=== EXTRACT ===
After the Congo Crisis, Mobutu arose as the country's sole ruler and stabilized the country politically. Economically, however, the situation continued to decline, and by 1979, the purchasing power was only 4% of that from 1960. Starting in 1976, the IMF provided stabilizing loans to the dictatorship. Much of the money was embezzled by Mobutu and his circle.

This was not a secret, as the 1982 report by IMF's envoy, Erwin Blumenthal, documented. He stated, "It is alarmingly clear that the corruptive system in Zaire, with all its wicked and ugly manifestations, its mismanagement and fraud, will destroy all endeavors of international institutions, of friendly governments, and of the commercial banks towards recovery and rehabilitation of Zaire’s economy".

Blumenthal indicated that there was "no chance" that creditors would ever recover their loans. Yet the IMF and the World Bank continued to lend money that was either embezzled, stolen, or "wasted on white elephant projects". "Structural adjustment programmes" implemented as a condition of IMF loans cut support for health care, education, and infrastructure.

===1990s===
Poor infrastructure, an uncertain legal framework, corruption, and lack of openness in government economic policy and financial operations remain a brake on investment and growth. In the early 1990s, a number of International Monetary Fund (IMF) and World Bank missions met with the government to help it develop a coherent economic plan, but without reform being implemented.

Faced with continued currency depreciation, the government resorted to more drastic measures and in January 1999 banned the widespread use of American dollars for all domestic commercial transactions, a position it later adjusted. The government has been unable to provide foreign exchange for economic transactions, while it has resorted to printing money to finance its expenditure. Growth was negative in 2000 because of the difficulty of meeting the conditions of international donors, continued low prices of key exports, and post-coup instability.

=== DATA EXCERPTS ===
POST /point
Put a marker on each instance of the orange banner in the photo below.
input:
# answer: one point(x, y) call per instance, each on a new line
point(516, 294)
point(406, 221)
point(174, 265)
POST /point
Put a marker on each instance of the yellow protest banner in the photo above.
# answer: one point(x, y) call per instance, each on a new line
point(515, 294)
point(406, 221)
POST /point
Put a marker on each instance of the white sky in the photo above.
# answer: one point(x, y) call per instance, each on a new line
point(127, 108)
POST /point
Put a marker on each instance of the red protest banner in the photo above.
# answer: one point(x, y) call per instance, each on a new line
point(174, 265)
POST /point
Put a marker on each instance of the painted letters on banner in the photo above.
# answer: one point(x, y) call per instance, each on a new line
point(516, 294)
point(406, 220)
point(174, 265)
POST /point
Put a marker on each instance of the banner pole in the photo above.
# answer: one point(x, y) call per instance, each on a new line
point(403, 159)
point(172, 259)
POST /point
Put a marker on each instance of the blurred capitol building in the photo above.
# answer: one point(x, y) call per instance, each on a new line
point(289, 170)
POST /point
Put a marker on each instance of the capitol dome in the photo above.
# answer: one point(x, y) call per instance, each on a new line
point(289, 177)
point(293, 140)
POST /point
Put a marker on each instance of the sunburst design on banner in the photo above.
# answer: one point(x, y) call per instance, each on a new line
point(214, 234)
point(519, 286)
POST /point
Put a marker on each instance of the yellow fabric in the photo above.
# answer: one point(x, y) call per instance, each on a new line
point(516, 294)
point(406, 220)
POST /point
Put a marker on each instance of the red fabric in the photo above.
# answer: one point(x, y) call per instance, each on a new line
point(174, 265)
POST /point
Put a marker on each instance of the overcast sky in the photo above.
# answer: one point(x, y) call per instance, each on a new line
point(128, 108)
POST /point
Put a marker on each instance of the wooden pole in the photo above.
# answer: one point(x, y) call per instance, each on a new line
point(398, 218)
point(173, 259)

=== AIM OF THE TASK ===
Quote the passage on Zaire's economy from "Blumenthal indicated that" to "education, and infrastructure.". The rows aren't needed here.

=== EXERCISE RESULT ===
Blumenthal indicated that there was "no chance" that creditors would ever recover their loans. Yet the IMF and the World Bank continued to lend money that was either embezzled, stolen, or "wasted on white elephant projects". "Structural adjustment programmes" implemented as a condition of IMF loans cut support for health care, education, and infrastructure.